I have to say that these are the type of movies I need to see. It confirms the idea in my head that there is art cinema out there to be explored. Since, I have seen many other Melville movies, but none is as good as Le Samourai. The first thing I noticed about the first shot that lasted like an eternity, it was a movie painting without the moving. Little by little I notice someone on the right side of the frame. It was Alain Delon, other than being one of my mother’s idols, I always noticed that many talked about him as if he was a joke because he starts every sentence about himself with “Alain Delon thinks …” all in the third person sentences, and always about himself. At least that was the way he was portrayed by Les Guignols and it always made me laugh about Delon. Yet this movie changed all that. This movie is a Masterpiece.

I think Melville was influenced by Luchino Visconti’s The Leopard and I can imagine movies by Jim Jarmusch’s Ghost Dog and John Frankenheimer’s Ronin are influenced by this one. This movie definitely did not have any blah-blah. There was not dialog during the first 10 minutes. There was a very Japanese / American thing to this movie. Every car and the clothes were very Americana while the personality of the protagonist was very japanese Bushido style. He spoke with few words, filled with passion and straight to the point. He was detached from everything and everybody. A scene where he is stealing a car is so powerful it needed to be seeing many times. He seems lost, without hope, or future, suicidal… it ends with a suicide by cop scene. Every frame seems pure. There is an elegance of iconography that lets you know everything without words. A bit like a medieval church in film. It is 1966 but it feels like it happened at any time. The solitude feeling of this movie is universal and timeless. At one point during the movie I wrote in in my notes “he is me, I am him” I do not feel that now but apparently while I was watching I did. The formal beauty of this movie makes it a kind of cinema that I would like to shoot myself. It was in my opinion a controlled form of minimalism that we don’t see today in cinema, a very silent movie that focused on masculinity and the beauty of being a true gentleman. What can I say, I admire being gentile and true, as it is hard to do that these days where everybody is right and there is not need to have guilt or personal regret for anything we do.

☆ ☆ ☆ ☆

## Work to complete
[A] List every film title mentioned in the review.
[B] Set down the entries word for word, from the line containing "For every instance of the man's" through the end of the entries.
The review and the entries have no connection to each other.

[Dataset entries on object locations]
☆ ☆ ☆ ☆

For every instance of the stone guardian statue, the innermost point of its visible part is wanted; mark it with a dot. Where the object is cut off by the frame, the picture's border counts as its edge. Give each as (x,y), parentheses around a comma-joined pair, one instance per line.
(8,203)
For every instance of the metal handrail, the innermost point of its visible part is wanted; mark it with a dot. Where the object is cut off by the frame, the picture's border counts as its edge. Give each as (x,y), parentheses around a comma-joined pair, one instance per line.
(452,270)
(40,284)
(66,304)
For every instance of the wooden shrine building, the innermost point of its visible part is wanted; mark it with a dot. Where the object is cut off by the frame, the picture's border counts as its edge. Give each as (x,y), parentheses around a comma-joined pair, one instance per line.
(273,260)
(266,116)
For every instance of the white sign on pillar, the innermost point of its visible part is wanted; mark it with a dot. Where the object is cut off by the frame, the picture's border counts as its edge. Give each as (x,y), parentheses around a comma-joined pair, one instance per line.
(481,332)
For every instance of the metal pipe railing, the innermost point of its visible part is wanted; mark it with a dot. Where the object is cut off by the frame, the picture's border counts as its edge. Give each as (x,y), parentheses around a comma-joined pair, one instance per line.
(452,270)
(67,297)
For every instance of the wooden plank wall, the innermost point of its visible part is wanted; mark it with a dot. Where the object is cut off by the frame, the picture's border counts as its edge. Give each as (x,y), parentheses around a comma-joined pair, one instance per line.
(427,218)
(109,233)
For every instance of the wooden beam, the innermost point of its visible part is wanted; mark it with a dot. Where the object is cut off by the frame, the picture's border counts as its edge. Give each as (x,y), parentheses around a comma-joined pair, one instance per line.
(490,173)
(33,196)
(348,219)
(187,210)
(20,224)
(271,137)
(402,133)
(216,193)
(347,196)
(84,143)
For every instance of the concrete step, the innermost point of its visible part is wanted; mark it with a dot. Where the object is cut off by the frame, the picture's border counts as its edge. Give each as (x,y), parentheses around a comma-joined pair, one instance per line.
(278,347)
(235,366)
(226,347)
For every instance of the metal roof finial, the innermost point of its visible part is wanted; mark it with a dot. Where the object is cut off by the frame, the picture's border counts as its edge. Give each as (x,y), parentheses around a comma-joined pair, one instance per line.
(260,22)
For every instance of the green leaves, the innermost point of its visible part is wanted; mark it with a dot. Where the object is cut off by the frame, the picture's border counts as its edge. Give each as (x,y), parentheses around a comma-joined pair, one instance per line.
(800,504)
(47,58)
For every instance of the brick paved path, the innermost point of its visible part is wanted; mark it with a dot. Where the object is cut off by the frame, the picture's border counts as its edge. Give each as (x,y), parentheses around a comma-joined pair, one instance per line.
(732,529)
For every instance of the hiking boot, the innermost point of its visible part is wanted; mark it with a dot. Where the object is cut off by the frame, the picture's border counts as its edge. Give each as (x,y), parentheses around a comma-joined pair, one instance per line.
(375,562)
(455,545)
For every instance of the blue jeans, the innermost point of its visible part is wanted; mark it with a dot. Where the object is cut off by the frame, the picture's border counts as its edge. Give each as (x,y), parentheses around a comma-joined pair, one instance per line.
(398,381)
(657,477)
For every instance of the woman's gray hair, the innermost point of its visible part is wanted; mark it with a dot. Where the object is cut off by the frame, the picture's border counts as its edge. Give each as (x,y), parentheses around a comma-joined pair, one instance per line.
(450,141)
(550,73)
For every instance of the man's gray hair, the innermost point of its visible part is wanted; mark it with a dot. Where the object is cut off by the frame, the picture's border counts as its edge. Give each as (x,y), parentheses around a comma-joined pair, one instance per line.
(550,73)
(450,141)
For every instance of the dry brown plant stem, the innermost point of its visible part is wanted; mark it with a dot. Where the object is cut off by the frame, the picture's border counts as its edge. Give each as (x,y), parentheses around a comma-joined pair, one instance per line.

☆ ☆ ☆ ☆

## Responses
[A]
Le Samourai
The Leopard
Ghost Dog
Ronin

[B]
For every instance of the man's gray hair, the innermost point of its visible part is wanted; mark it with a dot. Where the object is cut off by the frame, the picture's border counts as its edge. Give each as (x,y), parentheses around a comma-joined pair, one instance per line.
(550,73)
(450,141)
For every instance of the dry brown plant stem, the innermost point of its visible part is wanted; mark it with a dot. Where the object is cut off by the frame, the picture's border counts as its edge. Give each as (x,y), parentheses around a comma-joined pair, one instance per line.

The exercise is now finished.